- _Your objective_
Reproduce the passage on bail and repeat offenders below in full, word for word.

- _Text segment_
+ + + +
A. Serious crimes will always receive serious punishments.

The laws are clear: if an accused poses a serious risk to public safety, if there are concerns that they will not appear in court or that they will breach their conditions – they should be denied bail.

Managing repeat violent offenders requires all levels of government to work together on an integrated response to keep people safe.

The federal government is responsible for criminal law and the provincial governments are responsible for the administration of justice, including investigating and prosecuting most criminal code offences, conducting bail hearings, and enforcing bail conditions within their respective authority.

Federal Justice Minister David Lametti will be meeting with the provinces to discuss this important issue.

Organizations like the Canadian Bar Association have said that reducing court delays is central to reducing re-offending.

This has been at the forefront of our work at the federal level.

The government changed bail conditions for repeat offenders with weapons through the previous Bill C-75. Bill C-75, without contravening the Charter of Rights and Freedoms, amended the criminal code to introduce a “reverse onus” for bail imposed on an accused charged with certain firearms offences; the accused is detained pending trial unless they can prove to the court that bail is justified.

Our government also made it harder to release offenders on bail for certain infractions, such as intimate partner violence. Canadians deserve to feel safe in their communities, and this continues to be a priority for our government.


MP Tako van Popta

A. Canadians are seeing firsthand the deadly impacts of soft-on-crime Liberal policies.
+ + + +
- _Given entries_
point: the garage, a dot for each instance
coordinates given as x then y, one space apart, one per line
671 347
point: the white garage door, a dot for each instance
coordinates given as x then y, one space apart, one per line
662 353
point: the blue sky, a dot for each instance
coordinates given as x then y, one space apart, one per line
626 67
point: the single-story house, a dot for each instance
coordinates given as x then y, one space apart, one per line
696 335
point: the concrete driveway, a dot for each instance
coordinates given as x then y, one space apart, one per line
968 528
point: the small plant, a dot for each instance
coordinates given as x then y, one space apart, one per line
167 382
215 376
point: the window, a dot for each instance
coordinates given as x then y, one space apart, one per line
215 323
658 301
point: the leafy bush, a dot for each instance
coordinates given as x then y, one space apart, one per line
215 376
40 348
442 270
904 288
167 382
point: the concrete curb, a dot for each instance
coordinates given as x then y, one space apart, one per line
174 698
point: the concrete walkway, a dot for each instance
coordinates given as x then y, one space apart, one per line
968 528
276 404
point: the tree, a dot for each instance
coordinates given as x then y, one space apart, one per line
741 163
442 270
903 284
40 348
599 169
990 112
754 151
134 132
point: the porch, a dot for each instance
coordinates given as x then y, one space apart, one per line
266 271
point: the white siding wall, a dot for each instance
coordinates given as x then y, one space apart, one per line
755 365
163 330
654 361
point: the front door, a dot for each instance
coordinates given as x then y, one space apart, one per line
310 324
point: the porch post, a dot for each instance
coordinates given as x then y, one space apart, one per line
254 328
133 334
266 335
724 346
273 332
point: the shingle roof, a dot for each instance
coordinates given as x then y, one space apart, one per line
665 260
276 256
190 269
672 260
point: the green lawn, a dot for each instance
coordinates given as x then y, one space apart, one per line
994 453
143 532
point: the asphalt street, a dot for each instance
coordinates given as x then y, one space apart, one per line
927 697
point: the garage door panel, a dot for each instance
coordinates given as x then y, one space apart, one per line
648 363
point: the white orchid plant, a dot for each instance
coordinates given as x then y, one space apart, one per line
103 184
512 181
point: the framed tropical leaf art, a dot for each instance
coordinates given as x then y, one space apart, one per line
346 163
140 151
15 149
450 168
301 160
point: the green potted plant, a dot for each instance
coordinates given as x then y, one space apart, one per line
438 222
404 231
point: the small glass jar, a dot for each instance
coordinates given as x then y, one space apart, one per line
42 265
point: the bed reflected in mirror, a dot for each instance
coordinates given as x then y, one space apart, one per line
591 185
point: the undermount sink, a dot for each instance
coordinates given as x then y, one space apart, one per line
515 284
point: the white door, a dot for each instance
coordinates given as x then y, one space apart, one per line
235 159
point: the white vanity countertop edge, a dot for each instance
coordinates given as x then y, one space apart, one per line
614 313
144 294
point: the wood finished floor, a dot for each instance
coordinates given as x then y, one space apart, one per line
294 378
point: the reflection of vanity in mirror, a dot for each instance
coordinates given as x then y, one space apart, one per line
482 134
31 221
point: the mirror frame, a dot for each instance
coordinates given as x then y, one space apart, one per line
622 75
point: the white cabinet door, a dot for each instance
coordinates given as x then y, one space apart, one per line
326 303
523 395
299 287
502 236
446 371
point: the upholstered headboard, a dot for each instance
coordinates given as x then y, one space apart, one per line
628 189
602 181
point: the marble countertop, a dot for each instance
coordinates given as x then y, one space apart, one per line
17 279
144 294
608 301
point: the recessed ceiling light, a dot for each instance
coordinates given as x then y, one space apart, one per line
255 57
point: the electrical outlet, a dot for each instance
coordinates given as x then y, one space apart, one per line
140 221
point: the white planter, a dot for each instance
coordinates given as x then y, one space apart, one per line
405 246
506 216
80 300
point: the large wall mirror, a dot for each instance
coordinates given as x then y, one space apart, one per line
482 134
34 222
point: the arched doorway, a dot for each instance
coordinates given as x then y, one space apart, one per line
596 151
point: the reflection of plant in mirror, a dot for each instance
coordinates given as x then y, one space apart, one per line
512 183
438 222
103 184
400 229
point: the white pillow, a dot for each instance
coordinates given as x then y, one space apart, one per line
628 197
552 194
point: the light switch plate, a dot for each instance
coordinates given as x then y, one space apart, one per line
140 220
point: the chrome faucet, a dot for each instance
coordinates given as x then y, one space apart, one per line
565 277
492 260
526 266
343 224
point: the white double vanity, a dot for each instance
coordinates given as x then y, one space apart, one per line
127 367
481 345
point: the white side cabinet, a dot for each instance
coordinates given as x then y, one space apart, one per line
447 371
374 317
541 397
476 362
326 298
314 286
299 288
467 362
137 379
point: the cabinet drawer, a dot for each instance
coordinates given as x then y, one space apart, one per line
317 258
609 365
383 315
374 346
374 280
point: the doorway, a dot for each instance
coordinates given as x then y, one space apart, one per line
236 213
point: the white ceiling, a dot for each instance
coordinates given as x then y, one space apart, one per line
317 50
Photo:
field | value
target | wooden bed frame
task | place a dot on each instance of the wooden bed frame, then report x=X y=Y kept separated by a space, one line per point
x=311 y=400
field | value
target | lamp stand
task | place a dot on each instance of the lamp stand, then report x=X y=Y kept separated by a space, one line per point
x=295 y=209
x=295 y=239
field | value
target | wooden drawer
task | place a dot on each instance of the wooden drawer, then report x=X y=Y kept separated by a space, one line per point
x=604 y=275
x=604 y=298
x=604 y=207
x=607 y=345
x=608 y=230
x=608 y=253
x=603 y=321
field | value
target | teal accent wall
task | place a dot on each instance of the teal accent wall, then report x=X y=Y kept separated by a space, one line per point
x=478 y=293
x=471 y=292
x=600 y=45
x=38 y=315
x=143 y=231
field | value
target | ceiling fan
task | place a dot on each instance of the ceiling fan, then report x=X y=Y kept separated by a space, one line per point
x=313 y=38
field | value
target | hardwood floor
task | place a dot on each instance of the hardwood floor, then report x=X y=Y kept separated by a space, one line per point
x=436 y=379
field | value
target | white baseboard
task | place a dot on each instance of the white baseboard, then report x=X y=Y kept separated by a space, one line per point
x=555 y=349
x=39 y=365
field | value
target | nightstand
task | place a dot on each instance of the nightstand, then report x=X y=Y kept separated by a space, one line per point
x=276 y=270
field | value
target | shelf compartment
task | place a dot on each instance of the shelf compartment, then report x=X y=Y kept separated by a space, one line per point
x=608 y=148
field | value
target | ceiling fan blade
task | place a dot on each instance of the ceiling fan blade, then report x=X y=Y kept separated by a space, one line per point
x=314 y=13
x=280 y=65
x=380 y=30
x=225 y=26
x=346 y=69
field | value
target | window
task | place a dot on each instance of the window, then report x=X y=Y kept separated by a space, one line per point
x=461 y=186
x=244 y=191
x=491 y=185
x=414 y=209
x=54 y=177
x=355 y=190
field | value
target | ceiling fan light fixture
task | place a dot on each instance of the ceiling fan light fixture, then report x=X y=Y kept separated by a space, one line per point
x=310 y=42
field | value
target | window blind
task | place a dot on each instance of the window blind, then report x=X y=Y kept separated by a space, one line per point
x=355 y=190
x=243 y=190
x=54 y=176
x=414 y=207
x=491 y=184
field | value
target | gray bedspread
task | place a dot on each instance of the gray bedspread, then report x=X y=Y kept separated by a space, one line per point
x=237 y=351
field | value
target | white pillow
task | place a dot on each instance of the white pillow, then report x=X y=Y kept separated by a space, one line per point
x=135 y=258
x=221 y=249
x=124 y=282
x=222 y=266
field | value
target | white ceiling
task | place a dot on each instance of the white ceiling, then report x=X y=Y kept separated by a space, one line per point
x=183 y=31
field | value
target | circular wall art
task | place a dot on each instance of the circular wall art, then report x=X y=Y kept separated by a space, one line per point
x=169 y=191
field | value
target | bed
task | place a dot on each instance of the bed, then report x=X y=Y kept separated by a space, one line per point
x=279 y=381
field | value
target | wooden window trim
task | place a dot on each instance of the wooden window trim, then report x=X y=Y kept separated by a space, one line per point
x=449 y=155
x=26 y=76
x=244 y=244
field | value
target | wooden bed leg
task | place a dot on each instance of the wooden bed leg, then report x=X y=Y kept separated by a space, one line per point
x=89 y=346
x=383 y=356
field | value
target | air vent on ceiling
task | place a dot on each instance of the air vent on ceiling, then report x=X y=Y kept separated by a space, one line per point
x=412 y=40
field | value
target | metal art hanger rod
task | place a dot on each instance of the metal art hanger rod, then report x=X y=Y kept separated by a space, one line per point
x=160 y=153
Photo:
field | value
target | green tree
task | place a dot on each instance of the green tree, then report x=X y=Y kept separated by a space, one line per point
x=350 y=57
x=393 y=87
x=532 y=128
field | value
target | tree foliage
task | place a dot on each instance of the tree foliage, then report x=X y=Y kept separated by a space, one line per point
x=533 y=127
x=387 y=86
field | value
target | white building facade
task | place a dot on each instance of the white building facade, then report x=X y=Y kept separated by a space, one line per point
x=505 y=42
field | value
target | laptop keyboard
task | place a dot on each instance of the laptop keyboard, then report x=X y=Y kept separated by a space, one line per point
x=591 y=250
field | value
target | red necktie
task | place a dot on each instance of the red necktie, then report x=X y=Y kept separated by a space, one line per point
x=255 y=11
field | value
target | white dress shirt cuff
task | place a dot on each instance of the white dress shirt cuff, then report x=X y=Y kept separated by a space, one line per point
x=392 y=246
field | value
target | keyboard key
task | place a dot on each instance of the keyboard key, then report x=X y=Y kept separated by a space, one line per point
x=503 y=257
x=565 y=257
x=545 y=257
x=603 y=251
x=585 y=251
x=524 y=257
+ + + +
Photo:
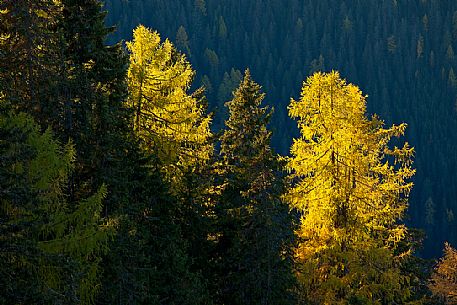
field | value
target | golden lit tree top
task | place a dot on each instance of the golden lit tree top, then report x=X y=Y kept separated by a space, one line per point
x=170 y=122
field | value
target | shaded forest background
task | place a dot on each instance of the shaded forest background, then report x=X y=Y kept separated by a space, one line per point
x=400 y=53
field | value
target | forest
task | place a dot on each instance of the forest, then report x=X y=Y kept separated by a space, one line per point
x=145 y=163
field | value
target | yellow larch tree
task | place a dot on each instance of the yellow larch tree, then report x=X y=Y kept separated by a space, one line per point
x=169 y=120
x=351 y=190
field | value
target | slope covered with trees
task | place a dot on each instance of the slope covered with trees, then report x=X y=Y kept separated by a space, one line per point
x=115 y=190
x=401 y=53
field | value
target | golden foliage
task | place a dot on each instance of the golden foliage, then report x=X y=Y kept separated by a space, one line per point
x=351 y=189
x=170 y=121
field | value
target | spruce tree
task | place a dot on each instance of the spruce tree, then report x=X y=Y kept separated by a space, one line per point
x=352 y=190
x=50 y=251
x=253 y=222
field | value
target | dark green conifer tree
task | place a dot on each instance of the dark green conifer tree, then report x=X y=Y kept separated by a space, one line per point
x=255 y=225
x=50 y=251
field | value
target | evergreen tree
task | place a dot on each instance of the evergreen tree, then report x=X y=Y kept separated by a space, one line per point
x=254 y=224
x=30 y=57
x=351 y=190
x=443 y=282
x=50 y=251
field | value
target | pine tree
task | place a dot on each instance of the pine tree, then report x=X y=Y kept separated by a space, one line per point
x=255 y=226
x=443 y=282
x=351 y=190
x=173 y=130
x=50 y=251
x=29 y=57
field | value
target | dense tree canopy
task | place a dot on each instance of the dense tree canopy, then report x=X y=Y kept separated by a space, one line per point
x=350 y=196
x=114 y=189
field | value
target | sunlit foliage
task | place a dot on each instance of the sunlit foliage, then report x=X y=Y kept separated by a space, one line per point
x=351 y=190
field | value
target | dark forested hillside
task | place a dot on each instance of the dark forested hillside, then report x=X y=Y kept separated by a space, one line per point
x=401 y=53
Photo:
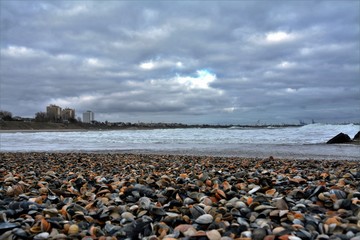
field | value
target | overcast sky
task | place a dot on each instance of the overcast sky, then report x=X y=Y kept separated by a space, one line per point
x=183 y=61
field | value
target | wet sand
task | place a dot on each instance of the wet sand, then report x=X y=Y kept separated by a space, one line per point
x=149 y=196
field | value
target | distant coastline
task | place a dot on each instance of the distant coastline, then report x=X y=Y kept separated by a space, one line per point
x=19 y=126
+ + + +
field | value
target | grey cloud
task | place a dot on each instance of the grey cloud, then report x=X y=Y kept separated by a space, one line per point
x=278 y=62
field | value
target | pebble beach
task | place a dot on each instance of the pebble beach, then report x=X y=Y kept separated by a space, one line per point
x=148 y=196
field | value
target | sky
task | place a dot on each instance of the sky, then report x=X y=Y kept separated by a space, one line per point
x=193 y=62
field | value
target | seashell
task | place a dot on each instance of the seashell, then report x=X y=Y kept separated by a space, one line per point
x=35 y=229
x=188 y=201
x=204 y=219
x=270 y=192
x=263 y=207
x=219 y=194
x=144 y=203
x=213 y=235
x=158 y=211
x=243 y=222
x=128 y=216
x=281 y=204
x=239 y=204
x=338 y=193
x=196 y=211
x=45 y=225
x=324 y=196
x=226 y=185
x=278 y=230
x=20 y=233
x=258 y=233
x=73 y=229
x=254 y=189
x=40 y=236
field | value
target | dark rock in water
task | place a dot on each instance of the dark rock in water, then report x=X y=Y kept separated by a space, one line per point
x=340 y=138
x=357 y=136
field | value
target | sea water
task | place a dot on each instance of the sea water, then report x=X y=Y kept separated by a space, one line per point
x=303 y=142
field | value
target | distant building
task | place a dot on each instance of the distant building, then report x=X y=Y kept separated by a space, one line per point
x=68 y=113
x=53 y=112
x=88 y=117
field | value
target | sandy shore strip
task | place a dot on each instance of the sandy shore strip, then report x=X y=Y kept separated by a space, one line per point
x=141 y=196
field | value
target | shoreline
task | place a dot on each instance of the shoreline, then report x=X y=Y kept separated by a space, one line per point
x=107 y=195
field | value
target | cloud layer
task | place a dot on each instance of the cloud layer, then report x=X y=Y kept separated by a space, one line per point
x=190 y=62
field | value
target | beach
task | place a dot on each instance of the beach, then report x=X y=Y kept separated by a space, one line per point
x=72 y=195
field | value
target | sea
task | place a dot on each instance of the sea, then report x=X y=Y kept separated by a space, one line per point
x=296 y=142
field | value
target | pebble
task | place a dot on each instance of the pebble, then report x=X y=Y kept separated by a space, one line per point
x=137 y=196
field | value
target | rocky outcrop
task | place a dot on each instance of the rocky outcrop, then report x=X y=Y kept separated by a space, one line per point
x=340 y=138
+ + + +
- _Response to this exercise_
A. Serious crimes will always receive serious punishments.

The laws are clear: if an accused poses a serious risk to public safety, if there are concerns that they will not appear in court or that they will breach their conditions – they should be denied bail.

Managing repeat violent offenders requires all levels of government to work together on an integrated response to keep people safe.

The federal government is responsible for criminal law and the provincial governments are responsible for the administration of justice, including investigating and prosecuting most criminal code offences, conducting bail hearings, and enforcing bail conditions within their respective authority.

Federal Justice Minister David Lametti will be meeting with the provinces to discuss this important issue.

Organizations like the Canadian Bar Association have said that reducing court delays is central to reducing re-offending.

This has been at the forefront of our work at the federal level.

The government changed bail conditions for repeat offenders with weapons through the previous Bill C-75. Bill C-75, without contravening the Charter of Rights and Freedoms, amended the criminal code to introduce a “reverse onus” for bail imposed on an accused charged with certain firearms offences; the accused is detained pending trial unless they can prove to the court that bail is justified.

Our government also made it harder to release offenders on bail for certain infractions, such as intimate partner violence. Canadians deserve to feel safe in their communities, and this continues to be a priority for our government.


MP Tako van Popta

A. Canadians are seeing firsthand the deadly impacts of soft-on-crime Liberal policies.